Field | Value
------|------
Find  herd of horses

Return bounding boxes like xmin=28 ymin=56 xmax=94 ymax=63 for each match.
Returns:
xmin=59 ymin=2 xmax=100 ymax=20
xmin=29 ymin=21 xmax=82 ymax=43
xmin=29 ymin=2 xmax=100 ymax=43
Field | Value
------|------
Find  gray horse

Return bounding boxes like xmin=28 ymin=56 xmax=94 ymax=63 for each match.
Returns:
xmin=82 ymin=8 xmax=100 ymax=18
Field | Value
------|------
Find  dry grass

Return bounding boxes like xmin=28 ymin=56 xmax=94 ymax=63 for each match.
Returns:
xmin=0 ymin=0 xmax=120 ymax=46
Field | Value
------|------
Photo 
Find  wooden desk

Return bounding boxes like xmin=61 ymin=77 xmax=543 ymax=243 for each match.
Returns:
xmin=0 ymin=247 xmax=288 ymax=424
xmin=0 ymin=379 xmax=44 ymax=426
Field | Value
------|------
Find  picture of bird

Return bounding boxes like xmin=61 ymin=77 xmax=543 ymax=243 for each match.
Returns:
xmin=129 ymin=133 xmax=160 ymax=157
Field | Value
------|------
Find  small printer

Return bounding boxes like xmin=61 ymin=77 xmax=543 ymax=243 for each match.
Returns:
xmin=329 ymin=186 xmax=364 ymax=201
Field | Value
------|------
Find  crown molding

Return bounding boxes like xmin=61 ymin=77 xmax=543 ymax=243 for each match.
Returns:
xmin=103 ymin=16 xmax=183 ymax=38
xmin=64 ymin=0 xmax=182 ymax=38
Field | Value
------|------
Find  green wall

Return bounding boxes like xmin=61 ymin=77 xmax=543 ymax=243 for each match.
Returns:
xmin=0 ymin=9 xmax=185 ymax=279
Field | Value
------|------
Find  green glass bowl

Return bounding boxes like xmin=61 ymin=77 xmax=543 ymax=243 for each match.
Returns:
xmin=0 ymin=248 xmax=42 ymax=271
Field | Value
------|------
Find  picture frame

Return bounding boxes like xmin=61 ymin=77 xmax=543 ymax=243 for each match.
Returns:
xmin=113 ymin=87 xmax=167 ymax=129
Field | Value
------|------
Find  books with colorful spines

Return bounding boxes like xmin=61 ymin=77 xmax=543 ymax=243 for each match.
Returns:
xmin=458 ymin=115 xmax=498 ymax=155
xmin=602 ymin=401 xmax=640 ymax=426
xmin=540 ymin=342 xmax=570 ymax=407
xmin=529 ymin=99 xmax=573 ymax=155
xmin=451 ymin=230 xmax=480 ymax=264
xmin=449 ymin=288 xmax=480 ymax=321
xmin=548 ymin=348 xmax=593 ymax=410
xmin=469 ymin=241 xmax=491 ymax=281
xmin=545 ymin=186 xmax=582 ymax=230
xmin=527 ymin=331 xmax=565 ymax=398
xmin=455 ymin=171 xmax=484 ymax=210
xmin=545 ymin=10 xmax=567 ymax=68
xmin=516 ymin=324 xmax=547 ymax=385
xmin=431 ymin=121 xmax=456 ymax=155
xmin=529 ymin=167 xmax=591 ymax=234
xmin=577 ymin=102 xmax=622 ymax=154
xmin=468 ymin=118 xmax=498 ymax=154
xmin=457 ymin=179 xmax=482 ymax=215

*****

*What you should do:* Render every line of the material above as a numbered list, omitting the blank lines.

*Response:*
1. Field | Value
2. ------|------
3. Find  herd of horses
4. Return bounding boxes like xmin=28 ymin=56 xmax=94 ymax=63 for each match.
5. Returns:
6. xmin=59 ymin=2 xmax=100 ymax=20
7. xmin=29 ymin=21 xmax=82 ymax=43
8. xmin=29 ymin=2 xmax=100 ymax=43
9. Field | Value
10. ------|------
11. Find  gray horse
12. Return bounding boxes like xmin=28 ymin=56 xmax=94 ymax=63 for each match.
13. Returns:
14. xmin=82 ymin=8 xmax=100 ymax=18
15. Field | Value
16. ------|------
17. Find  dry grass
18. Return bounding boxes like xmin=28 ymin=56 xmax=94 ymax=63 for each match.
19. Returns:
20. xmin=0 ymin=0 xmax=120 ymax=46
21. Field | Value
22. ------|------
23. Photo 
24. Find  wooden desk
25. Return bounding boxes like xmin=61 ymin=77 xmax=543 ymax=243 for each match.
26. Returns:
27. xmin=0 ymin=247 xmax=288 ymax=424
28. xmin=0 ymin=379 xmax=44 ymax=426
29. Field | Value
30. ------|------
31. Find  picture of bird
32. Return bounding boxes like xmin=61 ymin=77 xmax=543 ymax=243 for each match.
33. Returns:
34. xmin=129 ymin=133 xmax=160 ymax=157
35. Field | Value
36. ------|------
37. Find  small printer
38. Return bounding boxes like xmin=61 ymin=77 xmax=543 ymax=243 for each match.
39. Returns:
40. xmin=329 ymin=186 xmax=364 ymax=201
41. Field | Value
42. ------|------
43. Find  crown molding
44. Return bounding boxes like xmin=61 ymin=77 xmax=543 ymax=243 for each match.
45. Returns:
46. xmin=103 ymin=16 xmax=183 ymax=38
47. xmin=64 ymin=0 xmax=182 ymax=38
48. Field | Value
49. ------|------
50. Find  green wall
51. Return bounding boxes like xmin=61 ymin=77 xmax=543 ymax=243 for each match.
52. Returns:
53. xmin=0 ymin=9 xmax=185 ymax=279
54. Field | Value
55. ------|------
56. Find  green glass bowl
57. Return bounding boxes like xmin=61 ymin=77 xmax=543 ymax=243 for each match.
58. Returns:
59. xmin=0 ymin=248 xmax=42 ymax=271
60. Field | Value
61. ------|------
62. Find  picture frame
63. Return bounding boxes like xmin=61 ymin=77 xmax=543 ymax=243 for each match.
64. Returns:
65. xmin=113 ymin=87 xmax=167 ymax=129
66. Field | Value
67. ------|------
68. Find  books with colorful spines
69. Return bounding boxes like xmin=61 ymin=77 xmax=543 ymax=243 for each match.
70. Returns:
71. xmin=458 ymin=115 xmax=498 ymax=155
72. xmin=602 ymin=401 xmax=640 ymax=426
73. xmin=540 ymin=342 xmax=570 ymax=407
74. xmin=529 ymin=99 xmax=573 ymax=155
75. xmin=451 ymin=230 xmax=480 ymax=264
76. xmin=449 ymin=288 xmax=480 ymax=321
77. xmin=548 ymin=348 xmax=593 ymax=410
78. xmin=469 ymin=241 xmax=491 ymax=281
79. xmin=545 ymin=186 xmax=582 ymax=230
80. xmin=527 ymin=331 xmax=565 ymax=398
81. xmin=455 ymin=171 xmax=484 ymax=210
82. xmin=545 ymin=10 xmax=567 ymax=68
83. xmin=516 ymin=324 xmax=547 ymax=385
84. xmin=431 ymin=121 xmax=456 ymax=155
85. xmin=529 ymin=167 xmax=591 ymax=234
86. xmin=577 ymin=102 xmax=622 ymax=154
87. xmin=468 ymin=118 xmax=498 ymax=154
88. xmin=457 ymin=179 xmax=482 ymax=215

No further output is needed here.